■ **WHAT YOU SHOULD DO**
Repeat every entry in the listing below, exactly.

================================

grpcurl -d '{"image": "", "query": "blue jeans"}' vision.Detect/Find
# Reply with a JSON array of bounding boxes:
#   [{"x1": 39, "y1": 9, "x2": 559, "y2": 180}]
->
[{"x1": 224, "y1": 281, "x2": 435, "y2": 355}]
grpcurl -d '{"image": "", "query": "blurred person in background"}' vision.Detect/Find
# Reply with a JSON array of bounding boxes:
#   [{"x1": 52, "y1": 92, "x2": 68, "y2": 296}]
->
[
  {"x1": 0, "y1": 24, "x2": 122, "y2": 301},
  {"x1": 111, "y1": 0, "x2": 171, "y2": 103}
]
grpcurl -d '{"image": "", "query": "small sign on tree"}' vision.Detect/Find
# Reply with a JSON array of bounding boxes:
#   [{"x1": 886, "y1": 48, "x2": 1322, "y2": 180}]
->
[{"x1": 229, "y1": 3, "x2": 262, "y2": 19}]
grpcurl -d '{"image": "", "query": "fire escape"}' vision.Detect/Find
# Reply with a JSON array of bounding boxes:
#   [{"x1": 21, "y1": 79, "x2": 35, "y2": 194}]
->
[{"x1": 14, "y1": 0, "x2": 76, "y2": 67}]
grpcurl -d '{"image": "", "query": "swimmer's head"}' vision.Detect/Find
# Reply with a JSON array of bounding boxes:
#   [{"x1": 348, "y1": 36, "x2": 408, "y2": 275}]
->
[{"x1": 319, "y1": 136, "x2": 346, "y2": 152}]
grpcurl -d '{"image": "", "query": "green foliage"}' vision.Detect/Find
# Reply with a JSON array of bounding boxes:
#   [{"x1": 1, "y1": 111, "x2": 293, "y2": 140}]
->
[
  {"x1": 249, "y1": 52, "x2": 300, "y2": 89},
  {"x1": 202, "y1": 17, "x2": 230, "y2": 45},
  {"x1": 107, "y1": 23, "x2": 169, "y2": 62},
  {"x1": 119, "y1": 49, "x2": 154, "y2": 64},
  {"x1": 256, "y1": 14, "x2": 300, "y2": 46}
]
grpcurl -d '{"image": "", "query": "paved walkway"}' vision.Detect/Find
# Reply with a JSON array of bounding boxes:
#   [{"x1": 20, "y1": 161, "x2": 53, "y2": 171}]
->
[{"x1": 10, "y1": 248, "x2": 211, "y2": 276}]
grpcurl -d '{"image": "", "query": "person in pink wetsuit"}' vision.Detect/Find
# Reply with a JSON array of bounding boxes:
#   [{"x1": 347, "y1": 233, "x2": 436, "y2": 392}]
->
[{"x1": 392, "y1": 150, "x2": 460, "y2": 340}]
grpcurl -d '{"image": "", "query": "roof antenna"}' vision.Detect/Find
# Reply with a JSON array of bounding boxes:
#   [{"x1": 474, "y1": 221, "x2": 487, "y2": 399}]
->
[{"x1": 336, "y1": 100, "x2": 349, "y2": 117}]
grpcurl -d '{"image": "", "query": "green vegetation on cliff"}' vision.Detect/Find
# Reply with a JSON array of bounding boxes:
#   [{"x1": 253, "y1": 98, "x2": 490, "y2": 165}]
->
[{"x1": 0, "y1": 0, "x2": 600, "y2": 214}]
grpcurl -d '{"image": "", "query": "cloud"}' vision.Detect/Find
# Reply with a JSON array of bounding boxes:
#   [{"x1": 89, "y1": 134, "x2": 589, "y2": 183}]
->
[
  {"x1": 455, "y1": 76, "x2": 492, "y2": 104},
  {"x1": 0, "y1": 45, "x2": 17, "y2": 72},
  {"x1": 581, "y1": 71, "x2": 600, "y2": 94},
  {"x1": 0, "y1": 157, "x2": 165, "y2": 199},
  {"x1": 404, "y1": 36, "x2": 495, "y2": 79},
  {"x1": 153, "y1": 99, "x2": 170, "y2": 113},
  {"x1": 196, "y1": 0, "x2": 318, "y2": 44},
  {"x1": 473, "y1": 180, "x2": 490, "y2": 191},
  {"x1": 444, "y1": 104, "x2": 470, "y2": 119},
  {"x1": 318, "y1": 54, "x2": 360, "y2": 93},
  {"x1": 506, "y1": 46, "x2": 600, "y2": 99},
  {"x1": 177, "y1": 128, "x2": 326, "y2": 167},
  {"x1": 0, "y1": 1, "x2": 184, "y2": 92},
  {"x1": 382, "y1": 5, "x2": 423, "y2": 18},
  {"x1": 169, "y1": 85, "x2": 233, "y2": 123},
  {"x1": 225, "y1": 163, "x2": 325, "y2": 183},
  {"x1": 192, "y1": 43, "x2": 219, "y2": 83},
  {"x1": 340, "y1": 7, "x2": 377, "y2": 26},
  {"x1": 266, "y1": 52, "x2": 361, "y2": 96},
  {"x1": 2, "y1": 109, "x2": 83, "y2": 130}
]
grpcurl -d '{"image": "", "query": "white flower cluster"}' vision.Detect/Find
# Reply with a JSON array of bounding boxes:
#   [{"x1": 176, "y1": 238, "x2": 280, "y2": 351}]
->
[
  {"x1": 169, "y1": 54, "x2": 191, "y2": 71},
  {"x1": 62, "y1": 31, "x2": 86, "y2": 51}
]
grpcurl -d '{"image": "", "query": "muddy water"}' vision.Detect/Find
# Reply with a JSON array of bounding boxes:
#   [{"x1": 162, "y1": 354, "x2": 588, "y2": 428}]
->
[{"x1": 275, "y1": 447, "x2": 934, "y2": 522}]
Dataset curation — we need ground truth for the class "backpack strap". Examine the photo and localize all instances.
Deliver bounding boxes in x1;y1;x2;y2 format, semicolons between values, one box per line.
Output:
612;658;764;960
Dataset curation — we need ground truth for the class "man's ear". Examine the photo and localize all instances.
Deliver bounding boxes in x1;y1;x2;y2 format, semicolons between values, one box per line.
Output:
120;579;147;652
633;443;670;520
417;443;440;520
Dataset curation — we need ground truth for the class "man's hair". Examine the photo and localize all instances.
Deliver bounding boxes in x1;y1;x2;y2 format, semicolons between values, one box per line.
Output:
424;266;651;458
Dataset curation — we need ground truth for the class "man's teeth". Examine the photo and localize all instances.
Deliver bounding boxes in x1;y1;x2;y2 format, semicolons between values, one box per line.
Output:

================================

■ **WRITTEN SOLUTION**
grpcurl -d '{"image": "", "query": "blue jeans"}' vision.Detect/Find
# Reply with a JSON array of bounding boxes:
#   [{"x1": 39, "y1": 9, "x2": 559, "y2": 180}]
->
[{"x1": 224, "y1": 281, "x2": 435, "y2": 355}]
grpcurl -d '{"image": "", "query": "blurred person in background"}' vision.Detect/Find
# Reply with a JSON array of bounding boxes:
#   [{"x1": 52, "y1": 92, "x2": 68, "y2": 296}]
->
[
  {"x1": 0, "y1": 24, "x2": 122, "y2": 301},
  {"x1": 111, "y1": 0, "x2": 171, "y2": 103}
]
grpcurl -d '{"image": "", "query": "small sign on tree"}' vision.Detect/Find
# Reply with a JSON array of bounding boxes:
#   [{"x1": 886, "y1": 48, "x2": 1322, "y2": 180}]
->
[{"x1": 229, "y1": 3, "x2": 262, "y2": 19}]
grpcurl -d '{"image": "", "query": "fire escape"}' vision.Detect/Find
# Reply with a JSON array of bounding boxes:
#   [{"x1": 21, "y1": 79, "x2": 35, "y2": 194}]
->
[{"x1": 14, "y1": 0, "x2": 76, "y2": 67}]
grpcurl -d '{"image": "", "query": "swimmer's head"}' vision.Detect/Find
# Reply with a JSON array of bounding boxes:
#   [{"x1": 348, "y1": 36, "x2": 408, "y2": 275}]
->
[{"x1": 319, "y1": 136, "x2": 346, "y2": 152}]
grpcurl -d '{"image": "", "query": "green foliage"}' vision.Detect/Find
# Reply with a JSON array of bounding boxes:
#   [{"x1": 1, "y1": 111, "x2": 293, "y2": 140}]
->
[
  {"x1": 249, "y1": 52, "x2": 300, "y2": 89},
  {"x1": 202, "y1": 17, "x2": 230, "y2": 45},
  {"x1": 107, "y1": 23, "x2": 169, "y2": 62},
  {"x1": 119, "y1": 49, "x2": 154, "y2": 64},
  {"x1": 256, "y1": 14, "x2": 300, "y2": 46}
]
grpcurl -d '{"image": "", "query": "paved walkway"}' vision.Detect/Find
# Reply with a JSON array of bounding boxes:
#   [{"x1": 20, "y1": 161, "x2": 53, "y2": 171}]
->
[{"x1": 10, "y1": 248, "x2": 211, "y2": 276}]
grpcurl -d '{"image": "", "query": "person in pink wetsuit"}' vision.Detect/Find
# Reply with a JSON array of bounding boxes:
#   [{"x1": 347, "y1": 233, "x2": 436, "y2": 392}]
->
[{"x1": 392, "y1": 150, "x2": 460, "y2": 340}]
grpcurl -d '{"image": "", "query": "roof antenna"}' vision.Detect/Find
# Reply with a JSON array of bounding boxes:
#   [{"x1": 474, "y1": 221, "x2": 487, "y2": 399}]
->
[{"x1": 336, "y1": 100, "x2": 349, "y2": 117}]
grpcurl -d '{"image": "", "query": "green vegetation on cliff"}' vision.Detect/Find
# Reply with a JSON array of bounding boxes:
#   [{"x1": 253, "y1": 98, "x2": 490, "y2": 165}]
->
[{"x1": 0, "y1": 0, "x2": 600, "y2": 214}]
grpcurl -d '{"image": "", "query": "cloud"}' vision.Detect/Find
# Reply with a JSON array of bounding boxes:
#   [{"x1": 89, "y1": 134, "x2": 589, "y2": 183}]
->
[
  {"x1": 455, "y1": 76, "x2": 492, "y2": 104},
  {"x1": 0, "y1": 45, "x2": 17, "y2": 72},
  {"x1": 581, "y1": 71, "x2": 600, "y2": 94},
  {"x1": 0, "y1": 157, "x2": 165, "y2": 199},
  {"x1": 404, "y1": 36, "x2": 495, "y2": 79},
  {"x1": 153, "y1": 99, "x2": 170, "y2": 113},
  {"x1": 196, "y1": 0, "x2": 318, "y2": 44},
  {"x1": 473, "y1": 180, "x2": 490, "y2": 191},
  {"x1": 444, "y1": 104, "x2": 470, "y2": 119},
  {"x1": 318, "y1": 54, "x2": 360, "y2": 93},
  {"x1": 506, "y1": 46, "x2": 600, "y2": 99},
  {"x1": 177, "y1": 128, "x2": 326, "y2": 167},
  {"x1": 0, "y1": 1, "x2": 184, "y2": 92},
  {"x1": 382, "y1": 5, "x2": 423, "y2": 18},
  {"x1": 169, "y1": 85, "x2": 233, "y2": 123},
  {"x1": 225, "y1": 163, "x2": 325, "y2": 183},
  {"x1": 192, "y1": 43, "x2": 219, "y2": 83},
  {"x1": 340, "y1": 7, "x2": 377, "y2": 26},
  {"x1": 266, "y1": 52, "x2": 361, "y2": 96},
  {"x1": 2, "y1": 109, "x2": 83, "y2": 130}
]
grpcurl -d '{"image": "", "query": "white flower cluster"}' vision.Detect/Find
# Reply with a JSON array of bounding boxes:
#   [{"x1": 176, "y1": 238, "x2": 280, "y2": 351}]
->
[
  {"x1": 169, "y1": 54, "x2": 191, "y2": 71},
  {"x1": 62, "y1": 31, "x2": 86, "y2": 51}
]
grpcurl -d '{"image": "", "query": "muddy water"}' vision.Detect/Find
# Reply with a JSON array of bounding boxes:
#   [{"x1": 162, "y1": 354, "x2": 588, "y2": 428}]
->
[{"x1": 275, "y1": 447, "x2": 934, "y2": 522}]
Dataset curation — we need ground truth for the class "backpack strap". Examine the photo and localize all instances.
Deliver bounding boxes in x1;y1;x2;y2 format, semicolons between values, one box per line.
Output:
612;658;764;960
Dataset curation — we need ground truth for the class "man's ear". Examine the photo and localize all instances.
Deliver bounding boxes in x1;y1;x2;y2 format, semicolons between values, one box per line.
Output:
120;579;147;652
633;443;670;520
417;443;440;520
Dataset curation — we need ground truth for the class "man's hair". Examine the photo and localize all instances.
Deliver bounding boxes in x1;y1;x2;y2 format, semicolons between values, one box per line.
Output:
424;266;651;458
Dataset curation — we need ground truth for the class "man's teeth". Examine the photo and localize all instances.
Deliver bounding boxes in x1;y1;x2;y2 format, semicolons between values, one box per line.
Output:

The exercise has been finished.